§ WHAT TO DO
Render the lines from the one containing "skyscraper in the photo above." through the one containing "pixel 434 388", both included, as a numbered list, leaving out any blank lines.

Point annotation dataset entries:

============

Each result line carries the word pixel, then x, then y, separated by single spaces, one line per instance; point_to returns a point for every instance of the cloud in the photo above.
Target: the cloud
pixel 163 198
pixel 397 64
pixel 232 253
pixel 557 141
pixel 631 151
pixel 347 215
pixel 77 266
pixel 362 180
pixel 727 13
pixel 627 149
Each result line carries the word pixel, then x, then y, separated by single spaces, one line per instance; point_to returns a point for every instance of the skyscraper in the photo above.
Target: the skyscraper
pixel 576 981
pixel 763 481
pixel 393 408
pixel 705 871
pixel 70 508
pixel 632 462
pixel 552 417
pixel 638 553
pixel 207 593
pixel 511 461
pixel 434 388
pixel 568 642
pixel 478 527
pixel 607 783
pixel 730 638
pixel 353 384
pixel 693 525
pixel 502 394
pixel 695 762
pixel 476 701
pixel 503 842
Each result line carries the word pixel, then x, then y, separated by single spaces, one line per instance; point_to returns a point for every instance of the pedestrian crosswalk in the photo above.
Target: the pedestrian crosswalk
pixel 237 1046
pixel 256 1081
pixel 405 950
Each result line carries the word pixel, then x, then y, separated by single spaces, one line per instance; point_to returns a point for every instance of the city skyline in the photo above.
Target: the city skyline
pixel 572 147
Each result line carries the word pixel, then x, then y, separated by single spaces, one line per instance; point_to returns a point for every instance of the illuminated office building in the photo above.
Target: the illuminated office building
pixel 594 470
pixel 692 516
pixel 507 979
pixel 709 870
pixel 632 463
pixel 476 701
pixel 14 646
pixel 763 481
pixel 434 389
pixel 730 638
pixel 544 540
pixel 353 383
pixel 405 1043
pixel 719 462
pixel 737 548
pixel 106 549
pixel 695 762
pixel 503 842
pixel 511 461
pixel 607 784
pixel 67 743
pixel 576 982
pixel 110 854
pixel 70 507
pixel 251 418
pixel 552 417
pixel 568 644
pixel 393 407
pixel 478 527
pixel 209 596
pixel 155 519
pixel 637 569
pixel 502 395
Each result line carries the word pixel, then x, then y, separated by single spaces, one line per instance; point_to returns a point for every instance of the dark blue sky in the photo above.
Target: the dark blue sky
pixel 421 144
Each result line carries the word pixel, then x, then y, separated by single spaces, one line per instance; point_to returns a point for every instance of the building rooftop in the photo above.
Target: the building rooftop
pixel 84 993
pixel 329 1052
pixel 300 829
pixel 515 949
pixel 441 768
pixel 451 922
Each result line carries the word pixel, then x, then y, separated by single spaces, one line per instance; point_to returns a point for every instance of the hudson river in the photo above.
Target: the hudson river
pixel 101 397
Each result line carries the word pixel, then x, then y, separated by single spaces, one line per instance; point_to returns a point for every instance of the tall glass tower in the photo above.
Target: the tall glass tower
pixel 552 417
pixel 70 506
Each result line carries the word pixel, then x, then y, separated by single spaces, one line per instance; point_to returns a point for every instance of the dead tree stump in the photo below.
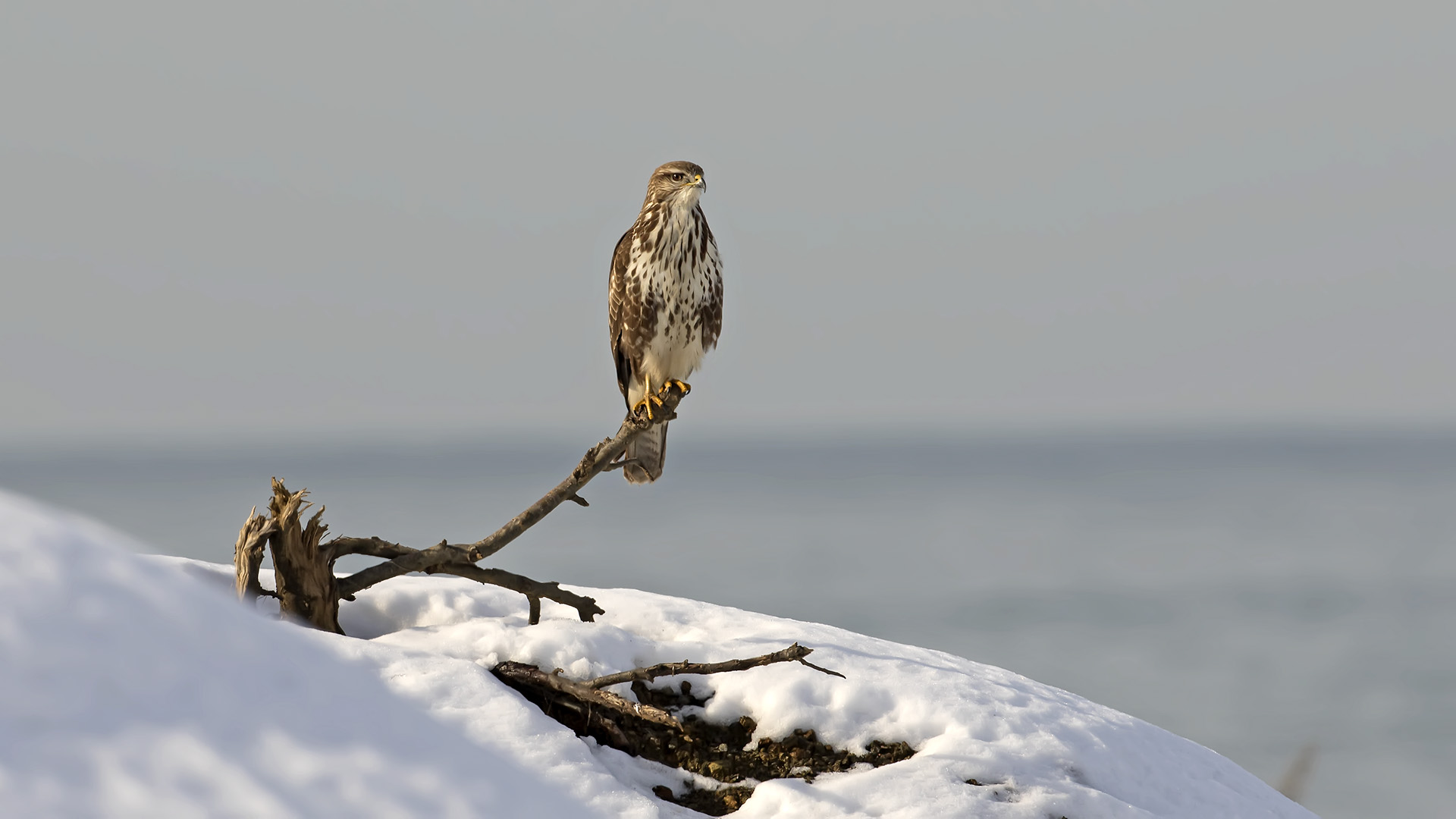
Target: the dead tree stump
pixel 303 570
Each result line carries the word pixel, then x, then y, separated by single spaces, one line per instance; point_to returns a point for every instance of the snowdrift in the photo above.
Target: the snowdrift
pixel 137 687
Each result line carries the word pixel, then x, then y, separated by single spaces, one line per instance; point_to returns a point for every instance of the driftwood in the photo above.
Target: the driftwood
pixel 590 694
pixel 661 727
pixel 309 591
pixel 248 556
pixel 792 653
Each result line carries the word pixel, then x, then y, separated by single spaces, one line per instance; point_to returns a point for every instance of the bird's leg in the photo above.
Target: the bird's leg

============

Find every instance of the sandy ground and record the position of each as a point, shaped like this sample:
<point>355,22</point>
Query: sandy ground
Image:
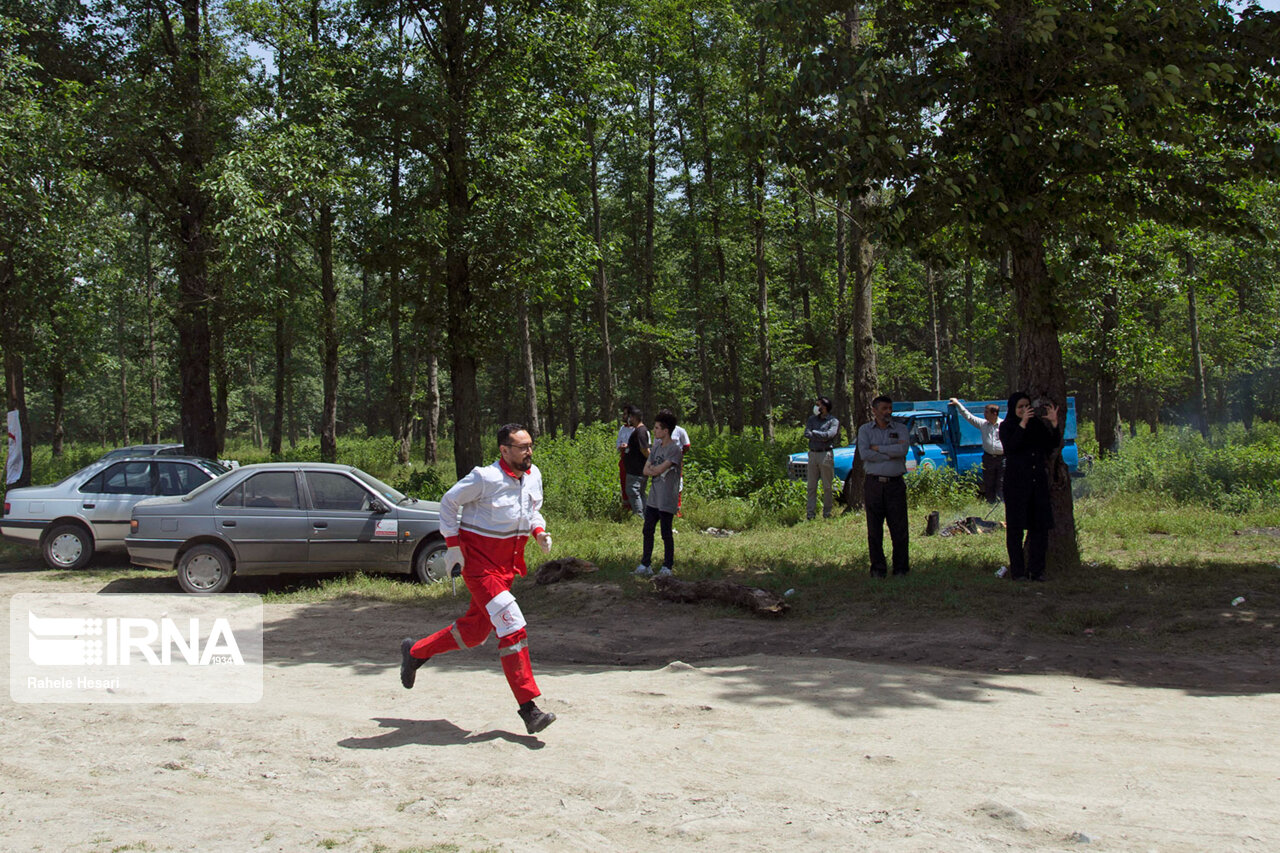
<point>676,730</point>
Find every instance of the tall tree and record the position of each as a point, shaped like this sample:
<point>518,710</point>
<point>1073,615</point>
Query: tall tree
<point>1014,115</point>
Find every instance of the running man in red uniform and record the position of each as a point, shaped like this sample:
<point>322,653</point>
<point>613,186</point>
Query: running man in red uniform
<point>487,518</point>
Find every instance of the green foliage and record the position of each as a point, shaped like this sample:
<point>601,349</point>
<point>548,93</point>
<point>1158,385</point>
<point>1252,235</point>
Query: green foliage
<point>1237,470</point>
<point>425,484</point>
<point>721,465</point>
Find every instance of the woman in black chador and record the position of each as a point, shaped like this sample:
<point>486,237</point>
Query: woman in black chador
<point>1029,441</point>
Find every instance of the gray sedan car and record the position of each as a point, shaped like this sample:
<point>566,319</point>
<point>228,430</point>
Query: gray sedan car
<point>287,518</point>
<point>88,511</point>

============

§ ANSWER TO THE TASK
1. Each result line carries the word pixel, then x, then y, separated by single spaces, one line per instance; point_to returns a point for every instance of the skyscraper in the photo above.
2. Target: the skyscraper
3. pixel 576 981
4. pixel 763 481
5. pixel 393 408
6. pixel 705 871
7. pixel 70 508
8. pixel 632 462
9. pixel 552 417
10. pixel 638 553
11. pixel 207 593
12. pixel 511 461
13. pixel 434 388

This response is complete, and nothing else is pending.